_Work to be completed_
Rewrite the entries below, replacing "format each result as" with "write each box as" wherever it occurs and leaving everything else unchanged.
+ + + + +
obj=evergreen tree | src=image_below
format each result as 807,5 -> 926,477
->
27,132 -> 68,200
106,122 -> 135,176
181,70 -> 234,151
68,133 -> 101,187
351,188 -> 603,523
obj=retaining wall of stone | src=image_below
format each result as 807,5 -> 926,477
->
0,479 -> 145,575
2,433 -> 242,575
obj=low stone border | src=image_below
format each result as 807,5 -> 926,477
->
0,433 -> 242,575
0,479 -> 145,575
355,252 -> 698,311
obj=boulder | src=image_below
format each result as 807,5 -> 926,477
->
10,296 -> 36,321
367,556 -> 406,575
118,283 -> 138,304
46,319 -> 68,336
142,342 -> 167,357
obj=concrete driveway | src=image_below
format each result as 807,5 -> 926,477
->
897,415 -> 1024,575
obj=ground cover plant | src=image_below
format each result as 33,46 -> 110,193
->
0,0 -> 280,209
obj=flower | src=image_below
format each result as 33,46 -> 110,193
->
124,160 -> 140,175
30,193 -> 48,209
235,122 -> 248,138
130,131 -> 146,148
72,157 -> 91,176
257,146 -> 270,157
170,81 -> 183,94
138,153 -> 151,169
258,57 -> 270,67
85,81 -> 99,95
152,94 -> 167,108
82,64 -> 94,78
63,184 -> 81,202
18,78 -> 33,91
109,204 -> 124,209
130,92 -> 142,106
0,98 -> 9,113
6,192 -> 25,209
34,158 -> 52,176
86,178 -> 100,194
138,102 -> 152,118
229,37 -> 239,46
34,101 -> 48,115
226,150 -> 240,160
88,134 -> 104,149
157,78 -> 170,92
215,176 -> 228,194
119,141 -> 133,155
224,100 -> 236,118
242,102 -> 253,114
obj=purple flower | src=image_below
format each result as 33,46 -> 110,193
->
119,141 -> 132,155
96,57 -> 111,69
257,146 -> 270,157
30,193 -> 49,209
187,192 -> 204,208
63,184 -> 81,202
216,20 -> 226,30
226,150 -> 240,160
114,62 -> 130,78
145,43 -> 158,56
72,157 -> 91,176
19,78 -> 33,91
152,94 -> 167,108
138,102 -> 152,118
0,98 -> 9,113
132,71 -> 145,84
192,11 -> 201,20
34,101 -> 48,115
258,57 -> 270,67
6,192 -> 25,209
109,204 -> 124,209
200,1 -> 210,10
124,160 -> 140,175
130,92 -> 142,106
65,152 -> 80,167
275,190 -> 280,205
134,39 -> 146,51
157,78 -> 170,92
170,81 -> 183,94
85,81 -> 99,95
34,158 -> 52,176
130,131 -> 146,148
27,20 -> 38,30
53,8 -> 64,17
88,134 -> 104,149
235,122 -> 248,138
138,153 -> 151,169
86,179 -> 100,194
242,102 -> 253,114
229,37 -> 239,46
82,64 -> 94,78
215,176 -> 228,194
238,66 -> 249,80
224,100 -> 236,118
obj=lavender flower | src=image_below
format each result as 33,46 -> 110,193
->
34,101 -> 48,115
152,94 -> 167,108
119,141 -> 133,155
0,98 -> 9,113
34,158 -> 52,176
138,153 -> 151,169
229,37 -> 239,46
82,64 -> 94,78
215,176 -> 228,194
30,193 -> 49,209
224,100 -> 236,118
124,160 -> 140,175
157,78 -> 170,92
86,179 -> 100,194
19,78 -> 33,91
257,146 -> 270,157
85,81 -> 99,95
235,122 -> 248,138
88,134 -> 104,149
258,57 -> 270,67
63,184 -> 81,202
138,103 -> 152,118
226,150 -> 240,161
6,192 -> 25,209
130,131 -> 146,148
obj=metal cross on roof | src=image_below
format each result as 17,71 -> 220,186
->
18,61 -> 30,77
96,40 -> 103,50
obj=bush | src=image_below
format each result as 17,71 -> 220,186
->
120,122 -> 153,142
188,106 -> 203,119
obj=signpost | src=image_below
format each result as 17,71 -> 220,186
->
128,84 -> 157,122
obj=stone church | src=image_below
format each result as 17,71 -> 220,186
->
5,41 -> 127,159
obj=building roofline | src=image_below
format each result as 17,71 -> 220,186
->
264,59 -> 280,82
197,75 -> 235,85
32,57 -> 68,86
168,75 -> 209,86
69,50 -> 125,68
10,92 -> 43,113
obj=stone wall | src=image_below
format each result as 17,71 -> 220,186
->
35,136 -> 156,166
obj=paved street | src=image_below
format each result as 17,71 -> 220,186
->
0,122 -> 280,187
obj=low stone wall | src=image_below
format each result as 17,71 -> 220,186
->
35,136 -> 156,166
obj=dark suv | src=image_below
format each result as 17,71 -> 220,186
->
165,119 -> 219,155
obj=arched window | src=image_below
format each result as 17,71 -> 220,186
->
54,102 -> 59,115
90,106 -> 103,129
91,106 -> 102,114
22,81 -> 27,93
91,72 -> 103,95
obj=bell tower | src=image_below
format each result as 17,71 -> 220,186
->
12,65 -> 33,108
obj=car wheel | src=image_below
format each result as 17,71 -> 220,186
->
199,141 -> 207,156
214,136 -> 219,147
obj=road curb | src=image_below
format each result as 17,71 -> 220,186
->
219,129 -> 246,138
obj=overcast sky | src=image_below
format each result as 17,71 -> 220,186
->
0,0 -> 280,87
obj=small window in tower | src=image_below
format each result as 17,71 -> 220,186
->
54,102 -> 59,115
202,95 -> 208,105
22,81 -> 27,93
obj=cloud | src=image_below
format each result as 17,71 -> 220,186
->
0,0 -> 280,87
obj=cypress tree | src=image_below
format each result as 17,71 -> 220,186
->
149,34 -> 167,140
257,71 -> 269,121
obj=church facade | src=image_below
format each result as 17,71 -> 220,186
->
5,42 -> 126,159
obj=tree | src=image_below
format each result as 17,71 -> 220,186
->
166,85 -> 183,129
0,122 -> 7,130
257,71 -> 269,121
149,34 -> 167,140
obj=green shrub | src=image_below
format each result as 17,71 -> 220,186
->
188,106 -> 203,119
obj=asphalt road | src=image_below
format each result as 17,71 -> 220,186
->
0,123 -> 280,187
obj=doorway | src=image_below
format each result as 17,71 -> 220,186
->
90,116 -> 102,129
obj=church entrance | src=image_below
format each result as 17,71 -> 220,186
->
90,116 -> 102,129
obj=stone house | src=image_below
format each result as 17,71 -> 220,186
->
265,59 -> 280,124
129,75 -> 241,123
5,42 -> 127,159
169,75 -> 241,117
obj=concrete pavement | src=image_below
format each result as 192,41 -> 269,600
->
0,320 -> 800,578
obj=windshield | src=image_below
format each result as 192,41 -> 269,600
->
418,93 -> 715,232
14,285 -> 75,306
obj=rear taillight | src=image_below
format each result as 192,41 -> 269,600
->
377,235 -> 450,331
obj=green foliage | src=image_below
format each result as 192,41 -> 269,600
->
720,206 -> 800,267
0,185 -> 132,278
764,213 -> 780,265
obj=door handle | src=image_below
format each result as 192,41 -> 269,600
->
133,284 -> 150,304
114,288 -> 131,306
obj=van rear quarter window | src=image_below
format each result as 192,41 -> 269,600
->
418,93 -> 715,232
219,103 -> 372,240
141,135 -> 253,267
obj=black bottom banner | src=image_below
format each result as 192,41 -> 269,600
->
+ + + + +
_Written solution_
obj=evergreen tree | src=image_below
write each box as 807,5 -> 926,477
->
27,132 -> 68,200
106,122 -> 135,176
181,70 -> 234,151
68,133 -> 101,187
351,188 -> 603,523
obj=retaining wall of stone | src=image_below
write each box as 807,5 -> 926,477
->
0,479 -> 145,575
2,433 -> 242,575
obj=low stone border | src=image_below
write each box as 807,5 -> 926,477
->
0,433 -> 242,575
0,479 -> 145,575
355,252 -> 698,311
obj=boulder | src=image_below
write each box as 807,5 -> 926,477
->
10,296 -> 36,321
367,556 -> 406,575
118,283 -> 138,304
46,319 -> 68,336
142,342 -> 167,357
obj=concrete driveway | src=image_below
write each box as 807,5 -> 926,477
->
897,415 -> 1024,575
obj=ground cover plant | src=image_below
write each box as 33,46 -> 110,193
->
0,0 -> 280,209
obj=flower | src=image_below
write each box as 33,46 -> 110,193
->
124,160 -> 140,175
30,193 -> 48,209
235,122 -> 248,138
130,131 -> 146,148
72,157 -> 91,176
257,146 -> 270,157
170,81 -> 183,94
138,153 -> 151,169
258,57 -> 270,67
85,81 -> 99,95
152,94 -> 167,108
82,64 -> 94,78
63,184 -> 81,202
18,78 -> 33,91
109,204 -> 124,209
130,92 -> 142,106
0,98 -> 9,113
6,192 -> 25,209
34,158 -> 52,176
86,178 -> 100,194
138,102 -> 152,118
229,37 -> 239,46
34,101 -> 48,115
226,150 -> 240,160
88,134 -> 104,149
157,78 -> 170,92
215,176 -> 228,194
119,141 -> 133,155
224,100 -> 236,118
242,102 -> 253,114
obj=purple flower | src=image_below
write each box as 33,46 -> 110,193
->
119,141 -> 132,155
96,57 -> 111,69
257,146 -> 270,157
30,193 -> 49,209
187,192 -> 204,208
63,184 -> 81,202
216,20 -> 226,30
226,150 -> 240,160
114,62 -> 130,78
145,43 -> 158,56
72,157 -> 91,176
19,78 -> 33,91
152,94 -> 167,108
138,102 -> 152,118
0,98 -> 9,113
132,71 -> 145,84
192,11 -> 201,20
34,101 -> 48,115
258,57 -> 270,67
6,192 -> 25,209
109,204 -> 124,209
200,1 -> 210,10
124,160 -> 140,175
130,92 -> 142,106
65,152 -> 80,167
275,190 -> 280,205
134,39 -> 146,51
157,78 -> 170,92
170,81 -> 183,94
85,81 -> 99,95
34,158 -> 52,176
130,131 -> 146,148
27,20 -> 38,30
53,8 -> 64,17
88,134 -> 104,149
235,122 -> 248,138
138,153 -> 151,169
86,179 -> 100,194
242,102 -> 253,114
229,37 -> 239,46
82,64 -> 94,78
215,176 -> 228,194
238,66 -> 249,80
224,100 -> 236,118
obj=lavender flower | src=image_below
write each box as 33,46 -> 110,193
->
34,101 -> 48,115
152,94 -> 167,108
119,141 -> 133,155
0,98 -> 9,113
34,158 -> 52,176
138,153 -> 151,169
229,37 -> 239,46
82,64 -> 94,78
215,176 -> 228,194
30,193 -> 49,209
224,100 -> 236,118
124,160 -> 140,175
157,78 -> 170,92
86,179 -> 100,194
19,78 -> 33,91
257,146 -> 270,157
85,81 -> 99,95
235,122 -> 248,138
88,134 -> 104,149
258,57 -> 270,67
63,184 -> 81,202
138,103 -> 152,118
226,150 -> 240,161
6,192 -> 25,209
130,131 -> 146,148
obj=metal cross on roof | src=image_below
write each box as 17,71 -> 220,186
->
18,61 -> 30,77
96,40 -> 103,50
obj=bush | src=image_below
write each box as 17,71 -> 220,186
->
120,122 -> 153,142
188,106 -> 203,119
obj=signpost | src=image_below
write each box as 17,71 -> 220,186
->
128,84 -> 157,122
obj=stone church | src=image_below
write each box as 17,71 -> 220,186
->
5,41 -> 127,159
obj=building roofline | src=image_below
write each box as 17,71 -> 220,186
->
264,59 -> 280,82
197,75 -> 235,85
32,57 -> 68,86
168,75 -> 209,86
69,50 -> 125,68
10,92 -> 43,113
obj=stone wall | src=image_below
write each box as 17,71 -> 220,186
->
35,136 -> 156,166
obj=paved street | src=image_below
write each box as 17,71 -> 220,186
->
0,122 -> 280,187
obj=low stone wall | src=image_below
write each box as 17,71 -> 220,186
->
35,136 -> 156,166
obj=dark suv | src=image_below
write each box as 17,71 -> 220,186
->
165,119 -> 219,155
obj=arched window | src=image_below
write each box as 17,71 -> 220,186
->
54,102 -> 59,115
90,106 -> 103,129
91,106 -> 102,114
22,81 -> 27,93
91,72 -> 103,95
obj=bell tower | src=image_below
write each box as 17,71 -> 220,186
->
12,65 -> 33,108
obj=car wheel | src=image_below
write each box as 17,71 -> 220,186
->
199,141 -> 207,156
214,136 -> 219,147
obj=road curb | src=image_below
write each box as 17,71 -> 220,186
->
219,129 -> 246,138
obj=overcast sky | src=image_below
write each box as 17,71 -> 220,186
->
0,0 -> 280,87
obj=small window in tower | src=image_below
write each box as 17,71 -> 220,186
->
54,102 -> 59,115
202,95 -> 208,105
22,81 -> 27,93
obj=cloud | src=image_below
write each box as 17,71 -> 220,186
->
0,0 -> 280,87
obj=cypress tree | src=image_below
write each box as 17,71 -> 220,186
->
149,34 -> 167,140
257,71 -> 269,121
obj=church facade | src=image_below
write each box as 17,71 -> 220,186
->
5,42 -> 126,159
obj=tree | src=image_below
write each box as 17,71 -> 220,186
->
166,85 -> 183,129
0,122 -> 7,130
257,71 -> 269,121
149,34 -> 167,140
obj=green shrub | src=image_below
write each box as 17,71 -> 220,186
->
188,106 -> 203,119
obj=asphalt road | src=image_below
write each box as 17,71 -> 220,186
->
0,123 -> 280,187
obj=doorway | src=image_below
write each box as 17,71 -> 220,186
->
90,116 -> 102,129
obj=church entrance | src=image_below
write each box as 17,71 -> 220,186
->
90,116 -> 102,129
obj=stone house | src=image_below
write each box as 17,71 -> 220,186
->
265,59 -> 280,124
129,75 -> 241,123
5,42 -> 127,159
169,75 -> 241,117
obj=concrete pavement | src=image_below
write each box as 192,41 -> 269,600
->
0,320 -> 800,578
obj=windshield | src=image_below
write each box as 192,41 -> 269,600
->
418,93 -> 715,232
14,285 -> 75,306
obj=rear taillight | src=image_below
write each box as 192,41 -> 269,600
->
377,235 -> 450,331
obj=green foliage | src=image_below
write each box as 192,41 -> 269,600
->
720,206 -> 800,267
0,185 -> 132,278
764,213 -> 780,265
obj=door handle | src=image_below
write each box as 192,41 -> 269,600
->
133,284 -> 150,304
114,288 -> 131,306
obj=van rear quarter window | src=image_below
write each box as 192,41 -> 269,600
->
418,93 -> 715,232
219,103 -> 372,240
141,135 -> 253,267
obj=black bottom banner | src=image_below
write each box as 192,41 -> 269,600
->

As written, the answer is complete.